___ Entries shown ___
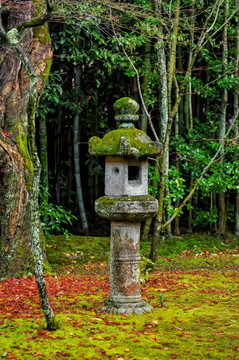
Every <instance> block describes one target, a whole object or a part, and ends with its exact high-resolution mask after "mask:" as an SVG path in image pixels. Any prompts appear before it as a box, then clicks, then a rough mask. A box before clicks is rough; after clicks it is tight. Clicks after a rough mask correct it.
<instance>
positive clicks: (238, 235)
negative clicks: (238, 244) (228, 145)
mask: <svg viewBox="0 0 239 360" xmlns="http://www.w3.org/2000/svg"><path fill="white" fill-rule="evenodd" d="M235 5H236V7H237V8H238V9H239V0H235ZM238 16H239V10H238V11H237V35H236V66H235V77H238V75H239V19H238ZM238 109H239V90H238V88H237V89H235V93H234V117H235V116H236V114H237V112H238ZM234 134H235V138H236V144H237V146H238V144H239V142H238V135H239V129H238V125H235V129H234ZM235 158H236V161H238V160H239V157H238V155H237V154H236V155H235ZM235 208H236V211H235V213H236V214H235V233H236V235H237V236H239V190H236V207H235Z"/></svg>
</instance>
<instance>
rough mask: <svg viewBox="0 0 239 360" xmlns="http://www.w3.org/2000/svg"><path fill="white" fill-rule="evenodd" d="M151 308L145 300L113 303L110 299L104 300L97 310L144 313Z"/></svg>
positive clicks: (149, 310)
mask: <svg viewBox="0 0 239 360" xmlns="http://www.w3.org/2000/svg"><path fill="white" fill-rule="evenodd" d="M152 310H153V307H152V306H151V305H149V304H147V303H146V302H144V301H142V302H140V303H115V302H113V301H110V300H106V301H105V303H104V305H103V306H102V307H101V309H100V310H99V311H100V312H101V313H108V314H119V315H120V314H127V315H130V314H138V315H140V314H144V313H146V312H150V311H152Z"/></svg>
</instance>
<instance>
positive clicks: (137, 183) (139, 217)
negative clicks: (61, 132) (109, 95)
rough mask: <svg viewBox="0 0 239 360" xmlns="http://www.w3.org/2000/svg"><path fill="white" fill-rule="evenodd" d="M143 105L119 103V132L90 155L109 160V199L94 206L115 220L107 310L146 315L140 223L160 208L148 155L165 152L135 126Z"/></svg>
mask: <svg viewBox="0 0 239 360" xmlns="http://www.w3.org/2000/svg"><path fill="white" fill-rule="evenodd" d="M138 109H139V105H138V103H137V102H136V101H135V100H133V99H130V98H127V97H126V98H122V99H119V100H118V101H116V103H115V104H114V110H115V112H116V116H115V120H116V122H117V123H119V127H118V129H117V130H113V131H110V132H109V133H107V134H106V135H105V136H104V137H103V139H102V140H101V139H99V138H98V137H96V136H94V137H92V138H91V139H90V141H89V151H90V154H92V155H95V156H105V157H106V161H105V196H103V197H101V198H99V199H97V200H96V202H95V211H96V213H97V214H98V215H99V216H101V217H103V218H105V219H109V220H111V237H110V294H109V299H108V300H107V301H105V304H104V305H103V306H102V308H101V311H102V312H108V313H111V314H114V313H118V314H122V313H125V314H132V313H137V314H142V313H144V312H146V311H151V310H152V307H151V306H150V305H148V304H147V303H145V302H144V301H142V298H141V289H140V225H141V221H142V220H145V219H147V218H150V217H153V216H154V215H155V214H156V213H157V210H158V204H157V201H156V200H155V199H154V198H153V197H152V196H149V195H148V156H156V155H157V154H158V153H159V152H160V150H161V144H160V143H159V142H153V141H152V140H151V139H150V138H149V137H148V136H147V135H146V134H145V133H144V132H143V131H141V130H139V129H136V128H135V127H134V122H135V121H137V120H138V115H136V112H137V111H138Z"/></svg>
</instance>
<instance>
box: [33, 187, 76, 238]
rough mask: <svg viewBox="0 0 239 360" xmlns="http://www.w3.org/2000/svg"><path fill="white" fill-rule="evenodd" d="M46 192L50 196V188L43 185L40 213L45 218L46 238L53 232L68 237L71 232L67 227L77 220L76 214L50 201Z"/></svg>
mask: <svg viewBox="0 0 239 360" xmlns="http://www.w3.org/2000/svg"><path fill="white" fill-rule="evenodd" d="M44 192H47V195H48V197H50V194H49V192H48V189H43V188H42V187H41V192H40V205H39V213H40V216H41V218H42V219H44V221H42V222H41V224H42V228H43V231H44V235H45V237H46V239H48V238H49V236H50V235H51V234H63V235H64V236H65V237H66V238H68V237H69V236H70V232H69V230H68V228H67V227H68V226H69V225H72V222H73V221H74V220H77V218H76V216H75V215H73V214H72V213H71V211H70V210H66V209H65V208H64V207H63V206H59V205H54V204H52V203H48V201H47V198H46V196H45V195H44V194H43V193H44Z"/></svg>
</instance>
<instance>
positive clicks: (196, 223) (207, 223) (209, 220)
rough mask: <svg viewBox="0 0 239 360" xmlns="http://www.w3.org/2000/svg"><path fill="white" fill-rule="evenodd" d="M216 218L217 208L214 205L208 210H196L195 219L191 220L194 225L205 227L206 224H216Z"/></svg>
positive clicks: (206, 225) (206, 224)
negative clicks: (208, 210)
mask: <svg viewBox="0 0 239 360" xmlns="http://www.w3.org/2000/svg"><path fill="white" fill-rule="evenodd" d="M217 219H218V209H217V207H216V206H214V207H213V208H212V209H210V211H205V210H200V209H198V210H196V215H195V219H194V220H193V225H194V226H198V225H200V226H202V227H206V226H207V225H208V224H216V223H217Z"/></svg>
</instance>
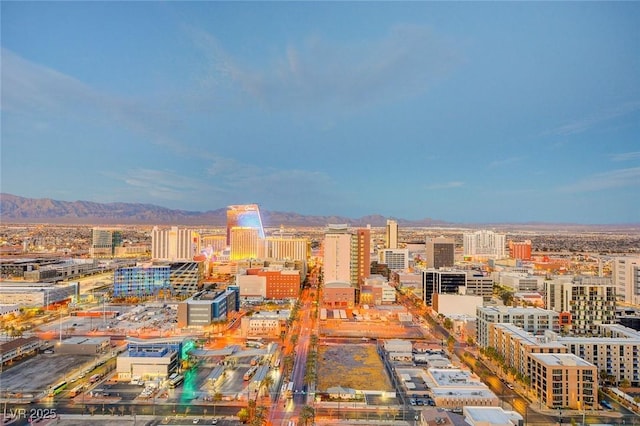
___
Please output each line above exactly and omit all images.

Finished exercise ▸
Every <instance> block describes one target, a whole object or a part, and ends with its exact high-resolution mask after "mask:" as an SVG path in image pixels. Any prompts appear before it as a box, then clicks, then a rough mask. A box before clicks is rough; after clicks it is tight. Clicks after a rough mask correct it.
<instance>
positive clicks: (238, 235)
negative clicks: (238, 244) (228, 145)
mask: <svg viewBox="0 0 239 360" xmlns="http://www.w3.org/2000/svg"><path fill="white" fill-rule="evenodd" d="M235 5H236V7H237V8H238V9H239V0H235ZM238 16H239V10H238V11H237V35H236V66H235V77H238V75H239V19H238ZM238 109H239V90H238V88H237V89H235V93H234V117H235V116H236V114H237V112H238ZM234 134H235V138H236V144H237V146H238V144H239V142H238V135H239V129H238V125H235V129H234ZM235 158H236V161H238V160H239V157H238V155H237V154H236V155H235ZM235 208H236V211H235V213H236V214H235V233H236V235H237V236H239V190H236V207H235Z"/></svg>
</instance>
<instance>
rough mask: <svg viewBox="0 0 239 360" xmlns="http://www.w3.org/2000/svg"><path fill="white" fill-rule="evenodd" d="M151 308L145 300L113 303L110 299L104 300L97 310L144 313Z"/></svg>
positive clicks: (149, 310)
mask: <svg viewBox="0 0 239 360" xmlns="http://www.w3.org/2000/svg"><path fill="white" fill-rule="evenodd" d="M152 310H153V307H152V306H151V305H149V304H147V303H146V302H144V301H142V302H140V303H115V302H113V301H110V300H106V301H105V303H104V305H103V306H102V307H101V309H100V310H99V311H100V312H101V313H108V314H119V315H120V314H127V315H130V314H138V315H140V314H144V313H146V312H150V311H152Z"/></svg>
</instance>
<instance>
positive clicks: (137, 183) (139, 217)
negative clicks: (61, 132) (109, 95)
rough mask: <svg viewBox="0 0 239 360" xmlns="http://www.w3.org/2000/svg"><path fill="white" fill-rule="evenodd" d="M143 105L119 103V132L90 155L109 160V199L94 206L115 220L107 310L146 315L140 223L160 208L148 155L165 152L135 126Z"/></svg>
mask: <svg viewBox="0 0 239 360" xmlns="http://www.w3.org/2000/svg"><path fill="white" fill-rule="evenodd" d="M138 109H139V105H138V103H137V102H136V101H135V100H133V99H130V98H127V97H126V98H122V99H119V100H118V101H116V103H115V104H114V110H115V112H116V116H115V120H116V122H117V123H119V127H118V129H117V130H113V131H110V132H109V133H107V134H106V135H105V136H104V137H103V139H102V140H101V139H99V138H98V137H96V136H94V137H92V138H91V139H90V141H89V151H90V154H92V155H95V156H105V157H106V161H105V196H103V197H101V198H99V199H97V200H96V202H95V211H96V213H97V214H98V215H99V216H101V217H103V218H105V219H109V220H111V237H110V294H109V299H108V300H107V301H105V304H104V305H103V306H102V308H101V311H102V312H108V313H111V314H114V313H118V314H122V313H125V314H132V313H137V314H142V313H144V312H146V311H151V310H152V307H151V306H150V305H148V304H147V303H145V302H144V301H142V298H141V289H140V225H141V221H142V220H145V219H147V218H150V217H153V216H154V215H155V214H156V213H157V210H158V204H157V201H156V200H155V199H154V198H153V197H152V196H149V195H148V156H156V155H157V154H158V153H159V152H160V150H161V144H160V143H159V142H153V141H152V140H151V139H150V138H149V137H148V136H147V135H146V134H145V133H144V132H143V131H141V130H139V129H136V128H135V127H134V122H135V121H137V120H138V115H136V112H137V111H138Z"/></svg>
</instance>
<instance>
box: [33, 187, 76, 238]
rough mask: <svg viewBox="0 0 239 360" xmlns="http://www.w3.org/2000/svg"><path fill="white" fill-rule="evenodd" d="M46 192L50 196V188L43 185L40 213L45 218L46 238L53 232L68 237L71 232L67 227L77 220L76 214L50 201Z"/></svg>
mask: <svg viewBox="0 0 239 360" xmlns="http://www.w3.org/2000/svg"><path fill="white" fill-rule="evenodd" d="M44 192H47V195H48V197H50V194H49V192H48V189H43V188H42V187H41V192H40V205H39V213H40V216H41V218H42V219H44V221H42V222H41V224H42V228H43V231H44V235H45V237H46V239H48V238H49V236H50V235H51V234H63V235H64V236H65V237H66V238H68V237H69V236H70V232H69V230H68V228H67V227H68V226H69V225H72V222H73V221H74V220H77V218H76V216H75V215H73V214H72V213H71V211H70V210H66V209H65V208H64V207H63V206H59V205H54V204H52V203H48V201H47V198H46V196H45V195H44V194H43V193H44Z"/></svg>
</instance>
<instance>
positive clicks: (196, 223) (207, 223) (209, 220)
rough mask: <svg viewBox="0 0 239 360" xmlns="http://www.w3.org/2000/svg"><path fill="white" fill-rule="evenodd" d="M216 218L217 208L214 205L208 210H196L195 219L191 220L194 225L205 227L206 224H216Z"/></svg>
positive clicks: (206, 225) (206, 224)
negative clicks: (208, 210)
mask: <svg viewBox="0 0 239 360" xmlns="http://www.w3.org/2000/svg"><path fill="white" fill-rule="evenodd" d="M217 219H218V209H217V207H216V206H214V207H213V208H212V209H210V211H205V210H200V209H198V210H196V215H195V219H194V220H193V225H194V226H198V225H200V226H202V227H206V226H207V225H208V224H216V223H217Z"/></svg>
</instance>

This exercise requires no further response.